- Selected excerpt:
-- start --

Id., ¶ 9, 267 P.3d at 1111 (emphasis in original). We further noted that the confusion as
to the elements of the crime was echoed in a remark by defense counsel during closing
arguments. Defense counsel stated that “I have lost count of how many times this jury
was instructed that all of those incidents in 2006, 2007, 2008, 2009 were only for a
limited purpose. They can be used by you for the purpose of establishing course of
conduct, only. One piece of all the elements that the State has to prove. This case is
about March 20, 2010.” Id., ¶ 12, 267 P.3d at 1111-12 (emphasis in original). We
concluded that
Actually, this case was about the other acts as much as it was
about the act of March 20. It was not enough for the State to
prove beyond a reasonable doubt that the appellant harassed
his ex-wife on March 20; the State had to prove beyond a
reasonable doubt that the appellant engaged in a course of
conduct of harassment. The jury was not properly instructed
in that regard and this failure was prejudicial to the appellant.
Id., ¶ 12, 267 P.3d at 1112. Consequently, we reversed Appellant’s conviction and
remanded to the district court for a new trial. On remand, the State amended the
defective information to specify a range of dates within which Appellant’s course of
6
conduct was alleged to have occurred. As discussed in further detail below, the State also
submitted an amended affidavit of probable cause identifying the dates of Appellant’s
harassing conduct and the nature of those incidents. Against this history of the case, we
proceed to address Appellant’s first issue.
[¶18] Appellant claims the district court abused its discretion in allowing the State to
amend the felony information because the amended information did not allege facts
which, if proven, constituted the crime of felony stalking. Appellant presents the issue as
one of statutory interpretation. He contends that the felony stalking statute
unambiguously requires a “course of conduct” to be initiated subsequent to the entry of a
court order prohibiting harassment of the victim. Based on this interpretation of the
statute, Appellant contends that the amended information was defective because the State
alleged only one incident of harassment, on March 20, 2010, that violated the protection
order entered in December, 2009. Appellant states that he “committed one single act”
and that “a single act does not constitute the required pattern of conduct composed of a
series of acts” necessary to a felony stalking conviction.
[¶19] The State responds that “The entire course of conduct comprising the crime of
stalking need not violate a single protective order to be a felony.” It contends that “There
is no question that for almost four years, [Appellant] intentionally engaged in a pattern of
conduct, or series of acts, that had the purpose and effect of harassing Ms. Leair.” The
State claims that Appellant’s interpretation of the felony stalking statute would “wipe the
slate clean with each new protection order” because “a defendant would not face a felony
conviction unless he repeatedly violates the same order.”

-- end --

Point annotation listing
-- start --

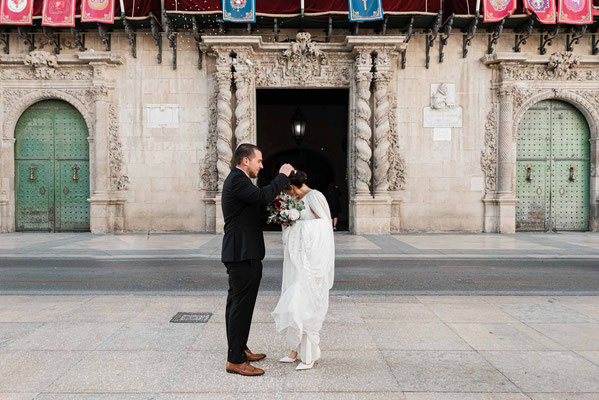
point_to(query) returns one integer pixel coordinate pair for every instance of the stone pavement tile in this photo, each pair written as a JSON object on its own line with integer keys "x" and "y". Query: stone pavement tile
{"x": 435, "y": 335}
{"x": 385, "y": 299}
{"x": 545, "y": 313}
{"x": 95, "y": 396}
{"x": 546, "y": 371}
{"x": 164, "y": 337}
{"x": 564, "y": 396}
{"x": 343, "y": 396}
{"x": 465, "y": 396}
{"x": 592, "y": 356}
{"x": 512, "y": 336}
{"x": 217, "y": 396}
{"x": 65, "y": 336}
{"x": 470, "y": 313}
{"x": 572, "y": 336}
{"x": 10, "y": 331}
{"x": 118, "y": 371}
{"x": 446, "y": 371}
{"x": 17, "y": 396}
{"x": 101, "y": 313}
{"x": 342, "y": 371}
{"x": 205, "y": 372}
{"x": 591, "y": 310}
{"x": 27, "y": 371}
{"x": 397, "y": 312}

-- end --

- The request:
Determine whether each of the following statements agrees with the court opinion excerpt, answering yes or no and quoting the deciding words from the excerpt: (a) On remand, the State amended the information to specify a range of dates for the alleged course of conduct. (b) Appellant's argument refers to a protection order entered in December 2008. (c) The remark quoted from closing arguments was made by the prosecutor.

- Result below:
(a) Yes: "On remand, the State amended the defective information to specify a range of dates"
(b) No: "order entered in December, 2009"
(c) No: "a remark by defense counsel during closing"